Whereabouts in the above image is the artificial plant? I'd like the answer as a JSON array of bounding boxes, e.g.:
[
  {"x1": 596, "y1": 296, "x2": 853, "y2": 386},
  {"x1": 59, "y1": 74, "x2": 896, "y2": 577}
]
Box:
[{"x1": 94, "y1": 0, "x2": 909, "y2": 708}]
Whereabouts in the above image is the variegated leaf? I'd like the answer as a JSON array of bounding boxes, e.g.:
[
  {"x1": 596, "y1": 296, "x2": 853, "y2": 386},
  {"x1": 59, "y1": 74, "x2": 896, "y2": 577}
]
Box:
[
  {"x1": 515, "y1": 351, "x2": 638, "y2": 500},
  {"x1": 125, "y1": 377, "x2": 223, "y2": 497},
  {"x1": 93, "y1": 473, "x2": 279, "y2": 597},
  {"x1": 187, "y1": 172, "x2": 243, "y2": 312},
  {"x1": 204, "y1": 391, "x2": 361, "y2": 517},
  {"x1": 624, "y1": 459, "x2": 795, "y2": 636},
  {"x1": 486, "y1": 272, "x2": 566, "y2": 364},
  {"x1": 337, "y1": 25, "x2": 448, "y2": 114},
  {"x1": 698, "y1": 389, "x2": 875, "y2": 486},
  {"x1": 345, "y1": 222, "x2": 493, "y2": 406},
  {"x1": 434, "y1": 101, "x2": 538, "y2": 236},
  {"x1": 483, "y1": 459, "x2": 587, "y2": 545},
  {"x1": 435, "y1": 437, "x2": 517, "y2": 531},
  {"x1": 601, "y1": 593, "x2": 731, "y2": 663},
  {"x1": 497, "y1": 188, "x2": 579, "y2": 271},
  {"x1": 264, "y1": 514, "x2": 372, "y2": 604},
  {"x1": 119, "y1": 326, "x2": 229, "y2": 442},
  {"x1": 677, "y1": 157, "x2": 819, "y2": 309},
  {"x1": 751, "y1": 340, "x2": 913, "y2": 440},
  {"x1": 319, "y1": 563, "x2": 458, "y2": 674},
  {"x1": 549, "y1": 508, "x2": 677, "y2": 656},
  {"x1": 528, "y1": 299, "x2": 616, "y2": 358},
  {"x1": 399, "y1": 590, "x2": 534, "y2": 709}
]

-------------------------

> SCHRIFTELIJKE OPGAVE: Wijzig in de regels vanaf de regel met "Whereabouts in the above image is the variegated" tot en met het einde van de rijen "variegated leaf" in "striped leaf". Geef uitsluitend die regels opnieuw weer en laat al het overige ongewijzigd.

> RESULTAAT OEFENING:
Whereabouts in the above image is the striped leaf? I'd like the answer as a JSON array of bounding boxes, e.g.:
[
  {"x1": 596, "y1": 296, "x2": 853, "y2": 386},
  {"x1": 59, "y1": 74, "x2": 896, "y2": 577}
]
Box:
[
  {"x1": 515, "y1": 351, "x2": 638, "y2": 500},
  {"x1": 125, "y1": 377, "x2": 223, "y2": 497},
  {"x1": 93, "y1": 473, "x2": 279, "y2": 597},
  {"x1": 187, "y1": 172, "x2": 243, "y2": 312},
  {"x1": 204, "y1": 391, "x2": 361, "y2": 517},
  {"x1": 624, "y1": 459, "x2": 795, "y2": 636},
  {"x1": 486, "y1": 272, "x2": 566, "y2": 364},
  {"x1": 337, "y1": 25, "x2": 448, "y2": 114},
  {"x1": 698, "y1": 389, "x2": 875, "y2": 486},
  {"x1": 345, "y1": 222, "x2": 493, "y2": 406},
  {"x1": 434, "y1": 101, "x2": 538, "y2": 236},
  {"x1": 483, "y1": 459, "x2": 587, "y2": 545},
  {"x1": 435, "y1": 437, "x2": 517, "y2": 531},
  {"x1": 601, "y1": 593, "x2": 731, "y2": 663},
  {"x1": 497, "y1": 188, "x2": 579, "y2": 271},
  {"x1": 264, "y1": 514, "x2": 372, "y2": 604},
  {"x1": 119, "y1": 326, "x2": 229, "y2": 442},
  {"x1": 677, "y1": 157, "x2": 819, "y2": 309},
  {"x1": 751, "y1": 340, "x2": 913, "y2": 440},
  {"x1": 319, "y1": 563, "x2": 458, "y2": 674},
  {"x1": 549, "y1": 508, "x2": 677, "y2": 656},
  {"x1": 528, "y1": 299, "x2": 616, "y2": 358},
  {"x1": 399, "y1": 590, "x2": 534, "y2": 709}
]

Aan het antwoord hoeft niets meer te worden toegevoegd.